**Document section**
My ‘bouncing’ baby’s weight also sparked a BBC local radio phone in about the rise of ‘bigguns’ being born in today’s age. I mean FFS – really? Slow news day, obviously. That was the final straw however, a complete emotional breakdown ensued…coinciding with the well documented three-day postpartum sob – so that could have been the real reason. Either way, I was officially upset.
Once home, the wave of visitors swarmed round and a fair few of them, good intentionally may I add, took no time at all to congratulate me on my ‘whopper’ – to which I just wanted to scream, ‘He’s a baby, NOT A FUCKING BURGER KING SPECIALITY!!!’ Who wants to be congratulated on that?! Being a first-timer, it seriously made me doubt myself – had I done something wrong in pregnancy? Eaten the wrong things (all of which came back up for 16 gruesome months)? Too many Mars ice cream bars at bedtime (so, so, good). I was beginning to feel like his weight was overshadowing his actual birth – I was ‘that’ girl, the horror story people terrified their pregnant friends with.
It took me a fair while to gain a bit of perspective on the whole weight situation. I didn’t have gestational diabetes, I didn’t gorge myself with cream cakes – he just came from large stock (all my husband, may I add). Yes, he was a big baby – but more importantly he was 100% healthy, happy, and an absolute dream boat. Those big baby genes eventually paid dividends too – producing a nice big tummy to take on board a shit load of milk at bedtime, meaning he slept through the night solidly from 12 weeks. What a guy. Now he’s a strapping young lad, strong as an ox (apart from his currently broken arm), and luckily doesn’t resemble the Honey Monster in any way, shape or form.

**Record set**
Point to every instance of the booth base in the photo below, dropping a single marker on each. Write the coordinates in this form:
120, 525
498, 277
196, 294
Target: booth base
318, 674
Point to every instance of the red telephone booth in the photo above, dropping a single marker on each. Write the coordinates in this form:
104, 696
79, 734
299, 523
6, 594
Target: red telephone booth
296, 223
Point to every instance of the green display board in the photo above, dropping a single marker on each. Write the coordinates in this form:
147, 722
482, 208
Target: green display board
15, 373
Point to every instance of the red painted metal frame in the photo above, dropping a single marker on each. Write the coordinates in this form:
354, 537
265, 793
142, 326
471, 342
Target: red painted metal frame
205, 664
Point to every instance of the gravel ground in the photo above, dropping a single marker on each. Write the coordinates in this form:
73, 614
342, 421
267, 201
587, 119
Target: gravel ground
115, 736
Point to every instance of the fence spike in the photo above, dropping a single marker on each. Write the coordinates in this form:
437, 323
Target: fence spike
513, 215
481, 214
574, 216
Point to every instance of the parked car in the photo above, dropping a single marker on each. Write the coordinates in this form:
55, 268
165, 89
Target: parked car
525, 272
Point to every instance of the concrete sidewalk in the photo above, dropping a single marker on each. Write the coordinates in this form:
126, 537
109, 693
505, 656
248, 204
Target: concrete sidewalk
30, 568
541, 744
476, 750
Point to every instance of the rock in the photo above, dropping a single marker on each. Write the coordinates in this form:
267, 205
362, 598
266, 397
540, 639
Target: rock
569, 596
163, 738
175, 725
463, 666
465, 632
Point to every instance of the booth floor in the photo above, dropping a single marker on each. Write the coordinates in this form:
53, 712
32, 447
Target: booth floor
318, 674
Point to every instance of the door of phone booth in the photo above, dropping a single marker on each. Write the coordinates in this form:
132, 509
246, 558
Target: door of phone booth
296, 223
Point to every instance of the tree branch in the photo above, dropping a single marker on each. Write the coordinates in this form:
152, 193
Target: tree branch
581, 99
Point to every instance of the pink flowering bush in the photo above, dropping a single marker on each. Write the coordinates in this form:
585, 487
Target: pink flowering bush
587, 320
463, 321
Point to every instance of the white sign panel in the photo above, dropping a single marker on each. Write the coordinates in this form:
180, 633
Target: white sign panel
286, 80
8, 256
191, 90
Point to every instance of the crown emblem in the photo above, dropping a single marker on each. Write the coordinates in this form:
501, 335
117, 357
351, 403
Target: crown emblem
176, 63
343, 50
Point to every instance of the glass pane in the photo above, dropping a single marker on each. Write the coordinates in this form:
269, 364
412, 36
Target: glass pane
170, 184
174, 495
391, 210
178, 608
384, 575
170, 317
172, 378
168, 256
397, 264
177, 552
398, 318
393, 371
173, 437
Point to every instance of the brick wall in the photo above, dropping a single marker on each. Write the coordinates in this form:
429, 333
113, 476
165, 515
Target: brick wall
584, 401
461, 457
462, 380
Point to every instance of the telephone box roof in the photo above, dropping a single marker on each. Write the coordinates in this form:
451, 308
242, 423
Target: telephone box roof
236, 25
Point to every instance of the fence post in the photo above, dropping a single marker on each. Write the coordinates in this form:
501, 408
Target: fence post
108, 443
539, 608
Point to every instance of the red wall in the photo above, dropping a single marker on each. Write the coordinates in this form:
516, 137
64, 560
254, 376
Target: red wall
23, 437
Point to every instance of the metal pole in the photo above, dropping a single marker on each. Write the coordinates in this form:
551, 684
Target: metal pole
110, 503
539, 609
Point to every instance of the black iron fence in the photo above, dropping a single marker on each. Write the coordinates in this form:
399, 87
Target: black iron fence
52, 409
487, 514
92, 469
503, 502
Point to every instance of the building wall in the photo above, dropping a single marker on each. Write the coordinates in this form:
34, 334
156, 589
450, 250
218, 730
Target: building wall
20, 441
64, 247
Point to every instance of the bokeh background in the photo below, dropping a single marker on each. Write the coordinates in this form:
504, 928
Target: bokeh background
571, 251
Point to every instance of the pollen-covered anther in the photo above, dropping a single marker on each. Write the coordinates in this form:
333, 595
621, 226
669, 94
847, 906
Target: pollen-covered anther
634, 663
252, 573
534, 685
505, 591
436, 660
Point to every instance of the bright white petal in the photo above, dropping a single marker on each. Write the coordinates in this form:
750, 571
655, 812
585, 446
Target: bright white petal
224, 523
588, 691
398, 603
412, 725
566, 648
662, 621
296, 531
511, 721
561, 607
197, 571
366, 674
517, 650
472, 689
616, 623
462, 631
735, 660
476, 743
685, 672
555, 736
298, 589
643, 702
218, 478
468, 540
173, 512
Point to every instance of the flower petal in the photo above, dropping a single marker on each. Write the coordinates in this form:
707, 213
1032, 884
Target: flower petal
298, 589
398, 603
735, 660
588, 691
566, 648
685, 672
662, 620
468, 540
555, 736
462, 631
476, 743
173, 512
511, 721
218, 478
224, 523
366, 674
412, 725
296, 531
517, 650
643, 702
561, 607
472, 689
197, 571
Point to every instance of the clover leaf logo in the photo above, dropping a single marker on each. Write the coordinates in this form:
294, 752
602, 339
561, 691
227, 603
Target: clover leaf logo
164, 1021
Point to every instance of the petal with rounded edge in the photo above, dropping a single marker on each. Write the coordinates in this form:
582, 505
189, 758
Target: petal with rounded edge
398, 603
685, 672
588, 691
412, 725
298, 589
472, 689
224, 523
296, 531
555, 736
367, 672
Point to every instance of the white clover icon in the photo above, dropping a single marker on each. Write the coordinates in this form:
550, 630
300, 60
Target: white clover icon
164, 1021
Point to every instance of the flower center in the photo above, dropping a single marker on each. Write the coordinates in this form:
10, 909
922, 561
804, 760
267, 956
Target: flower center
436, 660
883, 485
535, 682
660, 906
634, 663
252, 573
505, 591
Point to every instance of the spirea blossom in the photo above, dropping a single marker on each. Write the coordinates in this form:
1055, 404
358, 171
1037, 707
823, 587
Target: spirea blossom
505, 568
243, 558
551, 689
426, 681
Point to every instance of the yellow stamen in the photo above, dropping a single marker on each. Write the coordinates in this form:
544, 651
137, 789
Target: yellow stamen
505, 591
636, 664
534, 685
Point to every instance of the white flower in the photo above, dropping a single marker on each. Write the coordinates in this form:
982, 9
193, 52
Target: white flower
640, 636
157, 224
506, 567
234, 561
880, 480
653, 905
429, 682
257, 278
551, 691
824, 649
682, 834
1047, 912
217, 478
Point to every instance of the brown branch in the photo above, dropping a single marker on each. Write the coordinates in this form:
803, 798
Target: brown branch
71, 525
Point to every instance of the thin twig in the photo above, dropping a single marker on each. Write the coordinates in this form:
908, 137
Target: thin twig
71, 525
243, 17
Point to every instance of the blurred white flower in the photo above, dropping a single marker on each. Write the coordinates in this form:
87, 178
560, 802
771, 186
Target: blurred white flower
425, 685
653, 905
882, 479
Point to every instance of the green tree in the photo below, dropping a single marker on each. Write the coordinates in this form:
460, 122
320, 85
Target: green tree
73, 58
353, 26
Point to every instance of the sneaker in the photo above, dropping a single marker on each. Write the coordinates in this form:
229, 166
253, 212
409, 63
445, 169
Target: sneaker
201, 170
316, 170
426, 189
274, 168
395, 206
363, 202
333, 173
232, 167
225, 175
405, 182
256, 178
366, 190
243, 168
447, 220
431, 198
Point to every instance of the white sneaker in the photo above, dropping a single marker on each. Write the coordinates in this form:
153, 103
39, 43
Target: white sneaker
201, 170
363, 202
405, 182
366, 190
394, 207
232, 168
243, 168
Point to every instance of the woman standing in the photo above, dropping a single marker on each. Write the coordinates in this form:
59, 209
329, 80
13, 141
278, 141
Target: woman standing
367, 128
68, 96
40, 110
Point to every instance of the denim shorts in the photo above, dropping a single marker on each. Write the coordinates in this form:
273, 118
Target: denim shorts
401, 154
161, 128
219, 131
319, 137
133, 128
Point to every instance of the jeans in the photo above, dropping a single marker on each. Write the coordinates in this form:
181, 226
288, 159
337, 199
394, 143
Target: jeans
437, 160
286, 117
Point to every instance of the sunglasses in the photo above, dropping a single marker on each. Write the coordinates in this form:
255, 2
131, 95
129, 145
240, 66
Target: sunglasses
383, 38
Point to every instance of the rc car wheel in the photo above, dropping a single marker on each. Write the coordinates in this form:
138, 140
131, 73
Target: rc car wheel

**Problems and tasks**
1. In the post about the baby's weight, at what age did the baby start sleeping solidly through the night?
2. Please write the next part of the post about the baby's weight, picking up after its final sentence.

**Task-by-task outputs**
1. From 12 weeks.

2.
Retrospectively I was possibly being a little over sensitive to the matter – I was hormonal, overwhelmed and completely inexperienced at motherhood…But at the time, it made me feel really shitty, and like I was a failure at a job I’d only just started. So what’s the moral of the story here? I think it’s that sometimes we all just need a bit of love, moral support and a pat on the back – especially mums, and new mums even more so. Maybe just air with a side of caution and have a double think before commenting on the size of a baby… big, or small – you may not mean any ill intent whatsoever, but it might just ruffle the feathers of a very tired and tested mum who’s holding their shit together by a very small thread – we’re sensitive souls, after all!